◆ Exercise description
Every single entry must be restated word for word.

Data records

━━━━━━━━━━━━━━━━━━━━

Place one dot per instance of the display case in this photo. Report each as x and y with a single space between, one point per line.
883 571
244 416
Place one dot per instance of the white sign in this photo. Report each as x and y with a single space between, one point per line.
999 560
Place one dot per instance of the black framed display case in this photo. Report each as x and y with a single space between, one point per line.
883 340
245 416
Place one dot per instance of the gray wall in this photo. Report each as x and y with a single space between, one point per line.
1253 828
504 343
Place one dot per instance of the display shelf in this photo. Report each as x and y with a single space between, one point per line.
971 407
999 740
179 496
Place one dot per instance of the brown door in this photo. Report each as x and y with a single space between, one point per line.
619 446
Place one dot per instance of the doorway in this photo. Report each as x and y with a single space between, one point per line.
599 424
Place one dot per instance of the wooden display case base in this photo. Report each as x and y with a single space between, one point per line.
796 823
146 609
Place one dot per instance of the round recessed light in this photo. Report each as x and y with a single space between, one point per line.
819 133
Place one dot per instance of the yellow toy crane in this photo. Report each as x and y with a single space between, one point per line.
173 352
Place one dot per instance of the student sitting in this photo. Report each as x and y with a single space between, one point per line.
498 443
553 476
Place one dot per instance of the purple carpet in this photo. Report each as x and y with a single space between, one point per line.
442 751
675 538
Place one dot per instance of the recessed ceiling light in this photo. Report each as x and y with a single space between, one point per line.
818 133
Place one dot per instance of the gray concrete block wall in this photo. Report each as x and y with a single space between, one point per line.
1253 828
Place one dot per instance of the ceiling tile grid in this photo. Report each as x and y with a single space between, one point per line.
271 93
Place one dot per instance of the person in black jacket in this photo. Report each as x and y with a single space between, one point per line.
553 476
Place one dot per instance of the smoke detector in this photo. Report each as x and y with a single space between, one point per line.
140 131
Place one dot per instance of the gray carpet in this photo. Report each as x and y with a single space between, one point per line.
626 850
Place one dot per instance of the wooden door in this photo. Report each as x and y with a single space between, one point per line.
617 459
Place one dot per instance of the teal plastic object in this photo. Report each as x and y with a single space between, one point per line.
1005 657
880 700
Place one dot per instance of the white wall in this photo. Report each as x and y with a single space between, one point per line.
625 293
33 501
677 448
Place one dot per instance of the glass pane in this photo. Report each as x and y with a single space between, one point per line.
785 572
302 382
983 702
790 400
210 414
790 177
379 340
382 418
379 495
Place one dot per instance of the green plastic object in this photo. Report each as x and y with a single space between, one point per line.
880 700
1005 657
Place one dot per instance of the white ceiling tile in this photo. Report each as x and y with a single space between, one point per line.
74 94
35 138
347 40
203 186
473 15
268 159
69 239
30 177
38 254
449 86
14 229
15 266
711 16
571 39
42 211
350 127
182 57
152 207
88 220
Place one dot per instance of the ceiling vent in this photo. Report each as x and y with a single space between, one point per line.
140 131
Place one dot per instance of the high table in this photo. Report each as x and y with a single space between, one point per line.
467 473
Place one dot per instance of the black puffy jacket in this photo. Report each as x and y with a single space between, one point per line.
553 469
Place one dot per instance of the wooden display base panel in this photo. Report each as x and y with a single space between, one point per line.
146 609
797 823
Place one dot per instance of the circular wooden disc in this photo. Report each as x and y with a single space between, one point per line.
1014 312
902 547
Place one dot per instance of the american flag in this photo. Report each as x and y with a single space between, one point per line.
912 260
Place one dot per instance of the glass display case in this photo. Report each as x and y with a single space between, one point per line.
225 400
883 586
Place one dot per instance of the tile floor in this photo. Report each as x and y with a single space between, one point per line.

━━━━━━━━━━━━━━━━━━━━

◆ Response to the exercise
Place one dot per instance of the display case in this photo. Report each as x and y with a single space between, one point per line.
883 571
244 416
Place one dot per instance of the white sign in this photo. Report each as x and y with a single space between, one point per line.
999 560
Place one dot per instance of the black framed display case in this photo. Report each as x and y with a single space between, one point per line.
883 340
245 416
Place one dot per instance of the gray wall in this photo. Report each as x and y with a single space between, one point per line.
1253 828
504 343
Place one dot per instance of the display shelf in this photo. Report each as x and y with a single space between, one point per line.
971 407
999 740
179 496
Place one dot per instance of the brown door in this photo. Report each as x and y with a single space between, one point per line.
619 446
Place one dot per instance of the doorway in this photo. Report each as x and y with a single space between, one point per line.
599 424
Place one dot per instance of the wooden display case base in this photo. Report each as x and y with a single space between, one point per line.
796 823
146 609
Place one dot per instance of the round recessed light in this photo. Report each as x and y with a single space between, one point per line.
819 133
Place one dot per instance of the yellow toy crane in this photo. Report each as x and y with a single space between, one point per line.
173 352
Place one dot per instance of the student sitting in this photo. Report each as x and y with a single space between, one point per line.
498 443
553 476
Place one dot per instance of the purple carpet in this photo. Report each as x and y with a single space between, one point per line.
442 751
675 538
Place one dot per instance of the recessed ceiling light in this photo. Report each as x and y with a single space between, one point per line.
818 133
Place one dot per instance of the gray concrete block wall in this photo. Report each as x and y with a single space between, one point per line.
1253 828
Place one dot per instance of the ceiling tile grid in this photo. Report each as x and y with a single space between, one point per line.
271 93
Place one dot per instance of the person in black jacket in this photo. Report each as x and y with a single space between, one point per line.
553 476
Place one dot per instance of the smoke detector in this photo. Report each as x and y with a single space between, one point per line.
140 131
Place one dot per instance of the gray carpet in this photo. Report each as x and y with a single space between, one point per line.
626 850
Place one dot per instance of the wooden door in this photo. Report each as x and y with a single space between, one point per line.
617 459
Place one dot per instance of the teal plastic object in this photo. Report each as x and y with a single space between, one point per line.
1005 657
880 700
Place one dot per instance of the white wall in this photo. Report each as x and y with a single space between, one point per line.
625 293
33 501
677 448
Place one dot per instance of the glass pane in this photo. Report each as x and y with a single space between, one point per line.
785 572
302 382
983 702
790 400
210 414
790 177
379 340
382 418
379 495
Place one dot per instance of the green plastic object in this photo. Report each as x and y with a single space between, one point per line.
880 700
1005 657
Place one dot per instance of the white ceiling tile in this photo. Report each as x and y with a single space between, one point per line.
74 94
35 138
347 40
203 186
473 15
268 159
69 239
30 177
38 254
449 86
14 229
15 266
711 16
571 39
42 211
350 127
182 57
152 207
88 220
Place one dot per instance of the ceiling vent in this photo. Report each as x and y with a single space between, one point per line.
140 131
Place one dot per instance of the high table in this photo. Report each as x and y with a single space between, one point per line.
467 473
Place one dot per instance of the black puffy jacket in this photo. Report each as x and y with a single space between, one point per line.
553 469
Place one dot per instance of the wooden display base panel in this photo. Report each as x and y with a single space between, one point per line.
146 609
797 823
Place one dot per instance of the circular wooden disc in this photo. Report each as x and y with a single space between, one point per line.
1014 312
902 547
Place one dot per instance of the american flag in this photo. Report each as x and y with a single space between, one point per line.
912 260
Place one dot per instance of the glass display case in this photo. Report each as x and y with a single space between, one point per line.
225 400
883 586
Place one dot per instance of the tile floor in this photo. Report each as x and y with a single space between, one point per line.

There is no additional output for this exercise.